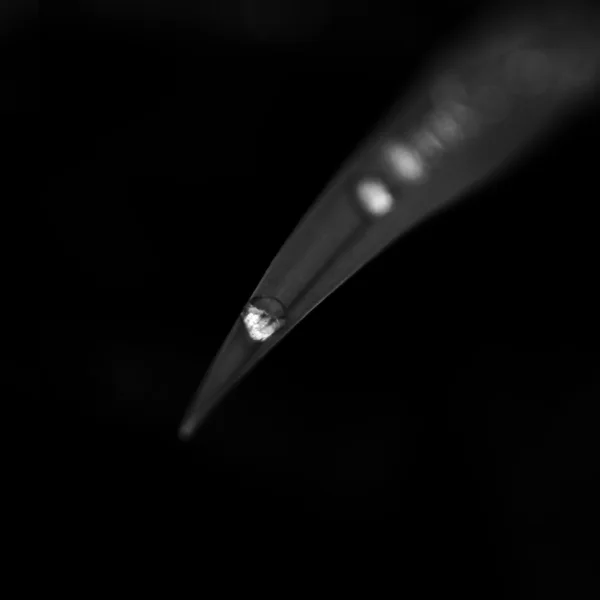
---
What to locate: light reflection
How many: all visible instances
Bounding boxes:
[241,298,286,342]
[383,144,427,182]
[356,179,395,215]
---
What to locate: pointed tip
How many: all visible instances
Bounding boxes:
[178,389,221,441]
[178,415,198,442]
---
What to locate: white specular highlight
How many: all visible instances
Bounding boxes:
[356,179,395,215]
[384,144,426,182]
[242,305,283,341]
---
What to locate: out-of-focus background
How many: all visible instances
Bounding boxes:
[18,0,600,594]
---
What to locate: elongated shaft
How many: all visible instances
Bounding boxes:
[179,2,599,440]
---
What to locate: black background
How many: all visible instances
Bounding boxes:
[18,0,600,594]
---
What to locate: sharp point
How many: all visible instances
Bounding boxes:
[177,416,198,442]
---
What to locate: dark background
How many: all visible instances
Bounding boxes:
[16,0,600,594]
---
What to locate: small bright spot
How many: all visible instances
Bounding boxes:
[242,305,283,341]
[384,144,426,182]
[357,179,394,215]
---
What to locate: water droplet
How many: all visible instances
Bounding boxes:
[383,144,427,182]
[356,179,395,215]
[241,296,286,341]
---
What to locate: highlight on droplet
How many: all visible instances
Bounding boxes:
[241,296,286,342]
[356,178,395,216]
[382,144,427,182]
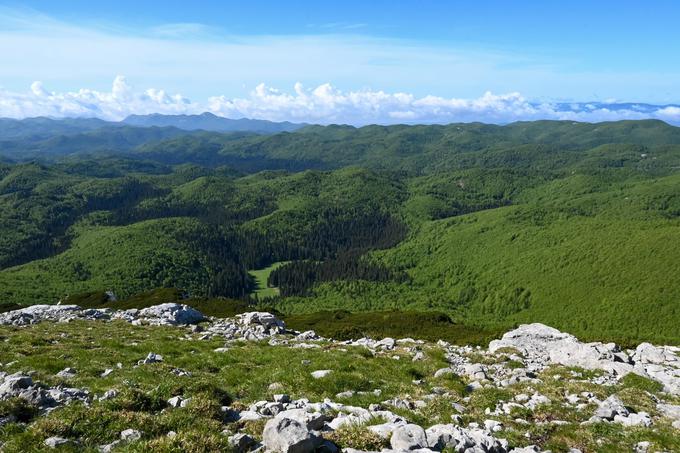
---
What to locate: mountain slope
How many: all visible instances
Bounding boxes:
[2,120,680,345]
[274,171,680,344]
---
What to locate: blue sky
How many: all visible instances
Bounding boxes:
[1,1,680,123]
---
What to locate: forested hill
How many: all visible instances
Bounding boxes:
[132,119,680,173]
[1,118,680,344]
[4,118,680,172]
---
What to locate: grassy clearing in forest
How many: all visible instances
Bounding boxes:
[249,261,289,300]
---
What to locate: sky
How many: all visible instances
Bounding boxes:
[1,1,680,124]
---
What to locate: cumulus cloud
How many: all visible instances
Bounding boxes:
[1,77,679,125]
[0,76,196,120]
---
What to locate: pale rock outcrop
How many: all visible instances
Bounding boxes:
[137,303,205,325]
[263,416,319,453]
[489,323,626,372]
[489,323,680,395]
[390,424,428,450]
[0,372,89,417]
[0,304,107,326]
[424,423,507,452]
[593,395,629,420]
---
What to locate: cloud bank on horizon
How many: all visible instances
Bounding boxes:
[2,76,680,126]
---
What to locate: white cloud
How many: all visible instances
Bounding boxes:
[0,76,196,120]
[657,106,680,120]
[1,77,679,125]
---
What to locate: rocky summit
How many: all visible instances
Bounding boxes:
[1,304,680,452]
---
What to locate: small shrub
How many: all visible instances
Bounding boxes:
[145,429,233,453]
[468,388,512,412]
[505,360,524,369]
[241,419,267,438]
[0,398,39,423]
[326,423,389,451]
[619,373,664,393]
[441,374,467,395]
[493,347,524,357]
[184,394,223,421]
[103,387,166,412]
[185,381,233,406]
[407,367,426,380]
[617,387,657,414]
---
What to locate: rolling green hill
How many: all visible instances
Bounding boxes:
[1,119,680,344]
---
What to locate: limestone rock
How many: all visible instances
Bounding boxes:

★ ★ ★ ★ ★ ★ ★

### PROBLEM STATEMENT
When a line in the material includes the word "cloud", copy it out.

### OUTPUT OF THE EXERCISE
What to locate: cumulus cloud
What to locate: cloud bank on horizon
What to locate: white cloud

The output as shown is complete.